EXCERPTED RECORDS:
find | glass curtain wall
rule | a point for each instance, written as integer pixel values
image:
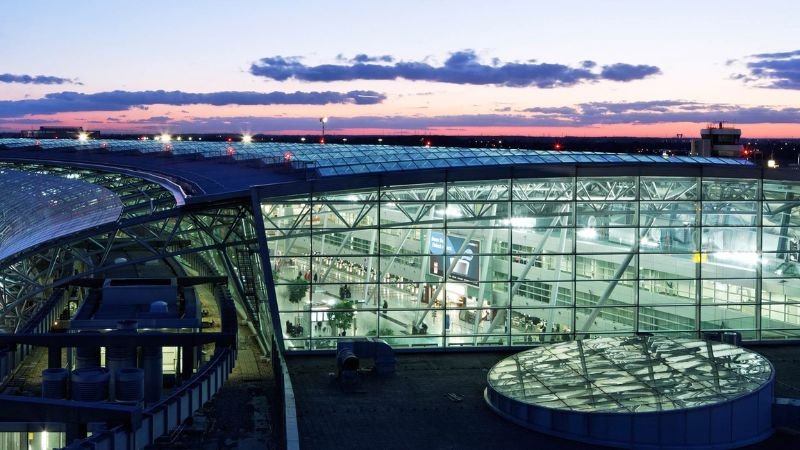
(525, 261)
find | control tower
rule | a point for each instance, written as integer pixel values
(718, 140)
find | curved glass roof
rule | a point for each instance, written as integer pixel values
(629, 374)
(35, 208)
(342, 159)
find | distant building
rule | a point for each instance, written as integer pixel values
(57, 133)
(718, 141)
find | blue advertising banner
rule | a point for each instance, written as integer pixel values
(444, 249)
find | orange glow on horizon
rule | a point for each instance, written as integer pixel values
(134, 121)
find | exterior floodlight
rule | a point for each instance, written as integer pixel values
(323, 121)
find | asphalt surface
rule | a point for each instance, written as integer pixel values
(414, 409)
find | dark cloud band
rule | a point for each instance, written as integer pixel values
(461, 67)
(773, 70)
(124, 100)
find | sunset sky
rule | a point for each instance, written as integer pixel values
(580, 68)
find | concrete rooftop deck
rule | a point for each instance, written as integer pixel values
(412, 410)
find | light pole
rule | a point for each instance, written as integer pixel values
(323, 121)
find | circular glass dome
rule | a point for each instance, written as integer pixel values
(631, 374)
(638, 392)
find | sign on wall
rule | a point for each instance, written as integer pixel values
(444, 251)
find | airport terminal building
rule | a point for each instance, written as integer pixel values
(426, 248)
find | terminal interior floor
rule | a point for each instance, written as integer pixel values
(414, 409)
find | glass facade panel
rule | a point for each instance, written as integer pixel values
(526, 261)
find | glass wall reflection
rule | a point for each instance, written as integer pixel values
(526, 261)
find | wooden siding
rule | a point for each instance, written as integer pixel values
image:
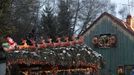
(122, 54)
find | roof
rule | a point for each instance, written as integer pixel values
(115, 19)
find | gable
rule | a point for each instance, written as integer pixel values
(106, 24)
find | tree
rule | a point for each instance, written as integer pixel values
(24, 15)
(64, 18)
(48, 22)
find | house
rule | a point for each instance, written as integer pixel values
(114, 39)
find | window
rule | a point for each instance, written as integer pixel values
(104, 41)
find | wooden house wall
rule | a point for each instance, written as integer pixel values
(122, 54)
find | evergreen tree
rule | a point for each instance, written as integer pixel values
(64, 18)
(48, 23)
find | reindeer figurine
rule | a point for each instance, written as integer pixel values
(80, 40)
(66, 43)
(25, 45)
(73, 42)
(9, 45)
(33, 44)
(50, 43)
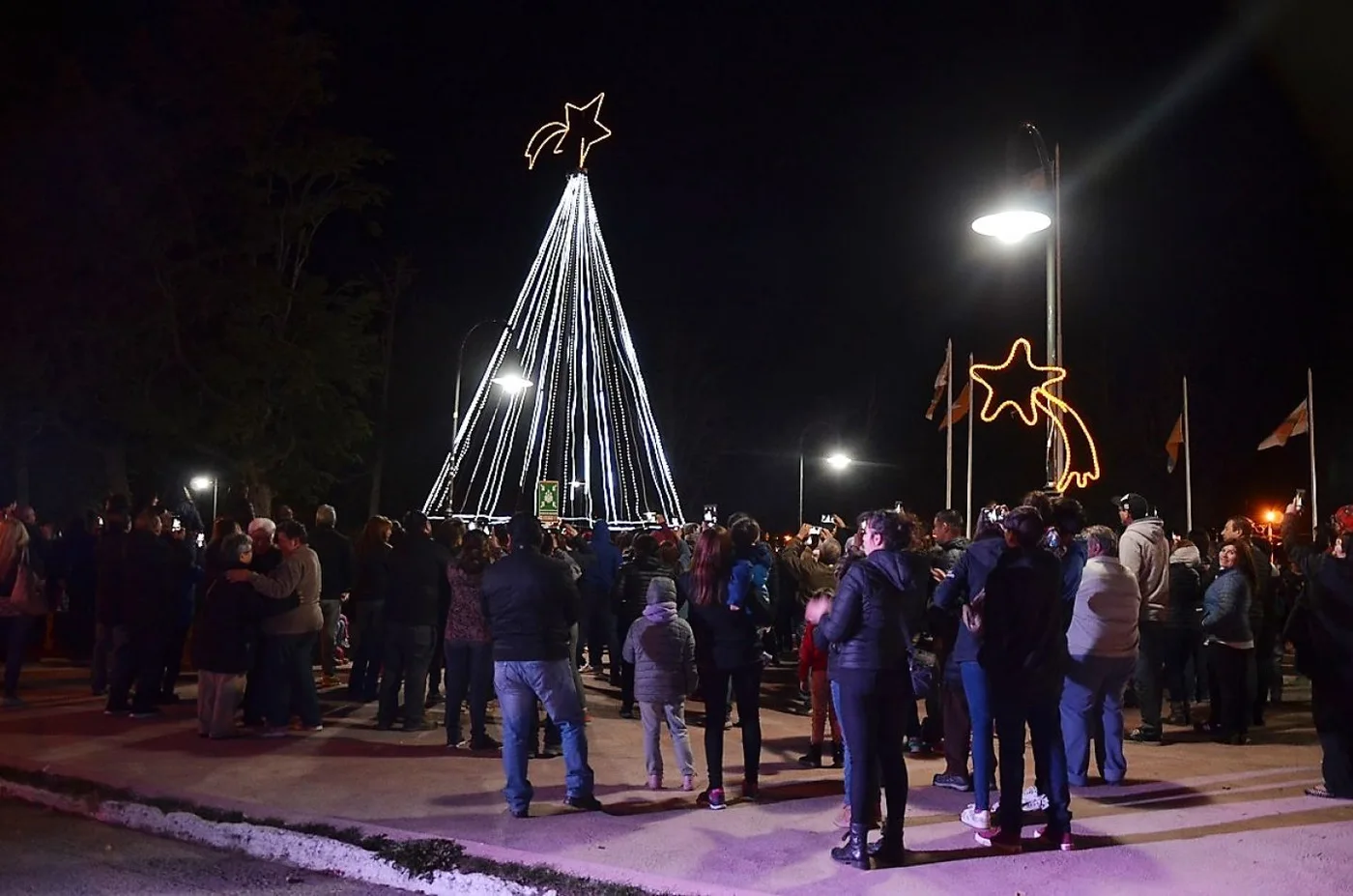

EXERCISE DETAILS:
Render every line of the listing above as a JSON list of strings, one string per line, skipping blank lines and leaving out the pictures.

COMPLETED TASK:
[
  "find | glass curtain wall",
  "rule | a point for each instance, written as integer pixel values",
  "image:",
  "(525, 261)",
  "find | control tower",
  "rule | a point for each instance, written as integer pixel values",
  "(718, 140)",
  "find | curved glass roof",
  "rule | a point for each instance, written as integer pixel values",
  "(629, 374)",
  "(35, 208)",
  "(342, 159)",
  "find | distant building",
  "rule | a point for each instance, written as integer pixel values",
  "(57, 133)",
  "(718, 141)",
  "find | blue advertising banner",
  "rule | a point for each instance, written as integer pixel values",
  "(444, 249)",
  "find | orange glow on horizon",
  "rule | a point for each instance, written as integer pixel values",
  "(134, 121)",
  "find | exterior floodlight",
  "rule | a point for each instance, written as integer pixel values",
  "(323, 121)",
  "find | asphalt surface",
  "rule | a point for each instance, written as integer pixel values",
  "(414, 409)",
  "find | dark cloud band",
  "rule | a point for each instance, written as integer pixel values",
  "(461, 67)",
  "(773, 70)",
  "(124, 100)",
  "find | sunset sky",
  "rule | a point for each instance, written as integer pixel values",
  "(580, 68)",
  "find | concrete rooftop deck",
  "rule | a point for each instance, written as integer pixel values",
  "(412, 410)",
  "find | light pole",
  "rule | a point for each instance, written as integer pixel values",
  "(323, 121)",
  "find | circular glass dome",
  "rule | a point for each instance, written as integer pixel values",
  "(631, 374)",
  "(638, 392)",
  "find | sign on wall",
  "rule | a point for each instance, written as integer pixel values",
  "(444, 251)",
  "find | airport terminal building",
  "rule | a point for each instance, written as integer pixel values",
  "(426, 248)",
  "find | terminal interior floor",
  "rule | a point for each instance, written as integer pixel values",
  "(414, 409)",
  "find | glass facade panel",
  "rule | a point for each instance, written as integer pixel values",
  "(526, 261)",
  "find | glass wall reflection",
  "rule | a point for each instance, written as integer pixel values",
  "(526, 261)",
  "find | wooden siding",
  "rule | a point for each instance, written as integer pixel values",
  "image:",
  "(122, 54)",
  "find | roof",
  "rule | a point for each instance, written as integer pixel values",
  "(115, 19)",
  "find | gable",
  "rule | a point for each instance, written as integer pixel values",
  "(106, 24)",
  "find | tree",
  "rule | a point for each instance, written as integer pixel values",
  "(24, 15)",
  "(64, 18)",
  "(48, 22)",
  "find | house",
  "rule | a point for each instance, written as integer pixel values",
  "(114, 39)",
  "find | window",
  "rule | a point for each instance, written as integer pixel values",
  "(104, 41)",
  "find | wooden house wall",
  "rule | a point for each instance, written as integer pixel values",
  "(122, 54)",
  "find | evergreen tree",
  "rule | a point for each instance, written as integer pixel values",
  "(64, 18)",
  "(48, 23)",
  "find | reindeer figurine",
  "rule | a point for each instance, written as integer pixel values",
  "(80, 40)",
  "(66, 43)",
  "(25, 45)",
  "(73, 42)",
  "(9, 45)",
  "(33, 44)",
  "(50, 43)"
]